::: ИСХОДНЫЙ ТЕКСТ :::

В это время услужливая молва приливает с новыми сведениями. Начинают говорить, что родилось убеждение, что все зло в России происходит от размножения нигилисток; что поэтому к нечаевскому делу присоединяется дело о нигилистках. Но молва представляет такие недостаточные, малочисленные и шаткие факты и рrо и соntrа [и «за» и «против»] для своего известия, что никто не знает, на чем остановиться, – и от этого все приходят еще в большее смущение. Но молва не останавливается на этом. Быстро несет она новый поток сведений и слухов. Начинают говорить, что убедились, что зла нельзя будет никогда истребить, если не истребить причин, его порождающих. Эти причины – ультралиберальные, социалистические и коммунистические идеи, распространяемые в обществе и посредством печати, и посредством разных обществ, и посредством устного слова. Это приводит в окончательное смущение всех. Как провести разграничительную черту между ультралиберализмом и просто либерализмом? Кто будет проводить эту черту? Что, далее, будет признаваться социалистической и коммунистической идеей и что не будет признаваться? Кончается тем, что все начинают прятаться по норам и каждый в уединенном самосозерцании и самоуглублении начинает себя испытывать: не написал ли он где-нибудь, не сказал ли в обществе чего-нибудь такого, что могло быть понято и растолковано другими за идею ультралиберальную, социалистическую или коммунистическую.

::: ИСХОДНЫЕ ДАННЫЕ :::

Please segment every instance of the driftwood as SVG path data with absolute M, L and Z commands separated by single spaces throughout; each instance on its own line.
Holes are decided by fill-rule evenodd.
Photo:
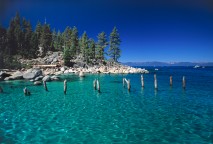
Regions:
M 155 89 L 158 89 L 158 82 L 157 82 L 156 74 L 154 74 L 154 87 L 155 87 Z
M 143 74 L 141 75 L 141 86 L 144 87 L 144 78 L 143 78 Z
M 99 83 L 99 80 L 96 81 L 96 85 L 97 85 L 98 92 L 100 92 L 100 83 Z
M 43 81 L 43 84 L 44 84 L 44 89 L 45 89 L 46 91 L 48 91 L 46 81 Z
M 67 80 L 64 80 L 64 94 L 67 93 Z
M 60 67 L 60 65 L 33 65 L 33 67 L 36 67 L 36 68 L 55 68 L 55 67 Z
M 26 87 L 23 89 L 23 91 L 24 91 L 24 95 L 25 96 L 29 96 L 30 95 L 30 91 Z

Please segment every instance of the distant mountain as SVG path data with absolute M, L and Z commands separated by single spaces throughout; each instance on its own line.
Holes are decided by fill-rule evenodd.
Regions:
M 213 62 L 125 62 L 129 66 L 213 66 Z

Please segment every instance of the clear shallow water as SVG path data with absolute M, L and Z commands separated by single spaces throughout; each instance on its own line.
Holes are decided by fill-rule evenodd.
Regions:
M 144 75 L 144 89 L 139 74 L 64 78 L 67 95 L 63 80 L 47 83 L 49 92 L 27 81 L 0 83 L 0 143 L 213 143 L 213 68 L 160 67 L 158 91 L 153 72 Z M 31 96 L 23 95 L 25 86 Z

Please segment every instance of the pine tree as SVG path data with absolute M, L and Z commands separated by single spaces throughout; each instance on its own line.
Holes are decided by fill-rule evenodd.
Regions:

:::
::: ИСХОДНЫЕ ДАННЫЕ :::

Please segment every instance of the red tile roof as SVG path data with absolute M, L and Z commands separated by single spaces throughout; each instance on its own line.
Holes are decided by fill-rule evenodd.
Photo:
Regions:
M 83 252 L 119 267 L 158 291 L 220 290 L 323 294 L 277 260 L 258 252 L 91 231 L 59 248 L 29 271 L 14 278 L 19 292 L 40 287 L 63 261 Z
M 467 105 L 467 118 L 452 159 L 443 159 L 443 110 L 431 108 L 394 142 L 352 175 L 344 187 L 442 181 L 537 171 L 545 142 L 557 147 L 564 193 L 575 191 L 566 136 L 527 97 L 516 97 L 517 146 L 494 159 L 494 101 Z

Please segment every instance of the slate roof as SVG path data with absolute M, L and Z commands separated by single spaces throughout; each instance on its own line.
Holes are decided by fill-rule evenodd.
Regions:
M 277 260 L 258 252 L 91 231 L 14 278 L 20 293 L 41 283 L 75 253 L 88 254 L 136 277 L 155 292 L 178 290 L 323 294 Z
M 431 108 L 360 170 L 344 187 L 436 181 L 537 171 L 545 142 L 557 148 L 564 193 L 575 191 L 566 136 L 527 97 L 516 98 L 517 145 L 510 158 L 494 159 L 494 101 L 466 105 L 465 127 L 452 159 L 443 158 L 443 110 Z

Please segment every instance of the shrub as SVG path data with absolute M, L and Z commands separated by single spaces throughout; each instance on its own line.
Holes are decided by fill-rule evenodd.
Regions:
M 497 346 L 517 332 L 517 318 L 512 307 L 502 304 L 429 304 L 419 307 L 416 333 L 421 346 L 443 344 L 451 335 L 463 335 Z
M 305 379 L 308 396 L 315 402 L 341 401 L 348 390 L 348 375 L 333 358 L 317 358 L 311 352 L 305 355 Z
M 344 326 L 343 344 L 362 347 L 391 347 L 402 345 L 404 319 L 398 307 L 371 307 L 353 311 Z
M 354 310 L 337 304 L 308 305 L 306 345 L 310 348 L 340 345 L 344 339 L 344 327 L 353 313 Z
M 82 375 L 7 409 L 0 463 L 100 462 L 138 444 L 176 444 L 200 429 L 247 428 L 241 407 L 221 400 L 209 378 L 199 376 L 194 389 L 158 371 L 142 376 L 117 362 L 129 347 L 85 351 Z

:::
::: ИСХОДНЫЕ ДАННЫЕ :::

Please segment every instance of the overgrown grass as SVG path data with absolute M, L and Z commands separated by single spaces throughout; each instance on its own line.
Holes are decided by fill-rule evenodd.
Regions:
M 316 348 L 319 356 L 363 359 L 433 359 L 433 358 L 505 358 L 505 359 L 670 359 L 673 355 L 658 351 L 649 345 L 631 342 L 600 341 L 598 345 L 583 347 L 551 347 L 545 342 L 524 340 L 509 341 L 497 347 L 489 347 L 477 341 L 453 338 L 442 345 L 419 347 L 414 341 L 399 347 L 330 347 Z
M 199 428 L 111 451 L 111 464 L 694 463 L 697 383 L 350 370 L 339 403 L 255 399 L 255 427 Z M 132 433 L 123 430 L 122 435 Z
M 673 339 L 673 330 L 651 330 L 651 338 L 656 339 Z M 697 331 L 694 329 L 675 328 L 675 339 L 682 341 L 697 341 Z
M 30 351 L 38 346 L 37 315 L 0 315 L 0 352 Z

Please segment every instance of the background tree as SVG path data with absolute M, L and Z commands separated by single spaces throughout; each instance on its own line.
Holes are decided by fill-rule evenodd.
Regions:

:::

• **ЗАДАНИЕ**:
Пожалуйста, процитируйте целиком отрывок о молве, без единого изменения.

• **ПРАВИЛЬНЫЙ ОТВЕТ**:
В это время услужливая молва приливает с новыми сведениями. Начинают говорить, что родилось убеждение, что все зло в России происходит от размножения нигилисток; что поэтому к нечаевскому делу присоединяется дело о нигилистках. Но молва представляет такие недостаточные, малочисленные и шаткие факты и рrо и соntrа [и «за» и «против»] для своего известия, что никто не знает, на чем остановиться, – и от этого все приходят еще в большее смущение. Но молва не останавливается на этом. Быстро несет она новый поток сведений и слухов. Начинают говорить, что убедились, что зла нельзя будет никогда истребить, если не истребить причин, его порождающих. Эти причины – ультралиберальные, социалистические и коммунистические идеи, распространяемые в обществе и посредством печати, и посредством разных обществ, и посредством устного слова. Это приводит в окончательное смущение всех. Как провести разграничительную черту между ультралиберализмом и просто либерализмом? Кто будет проводить эту черту? Что, далее, будет признаваться социалистической и коммунистической идеей и что не будет признаваться? Кончается тем, что все начинают прятаться по норам и каждый в уединенном самосозерцании и самоуглублении начинает себя испытывать: не написал ли он где-нибудь, не сказал ли в обществе чего-нибудь такого, что могло быть понято и растолковано другими за идею ультралиберальную, социалистическую или коммунистическую.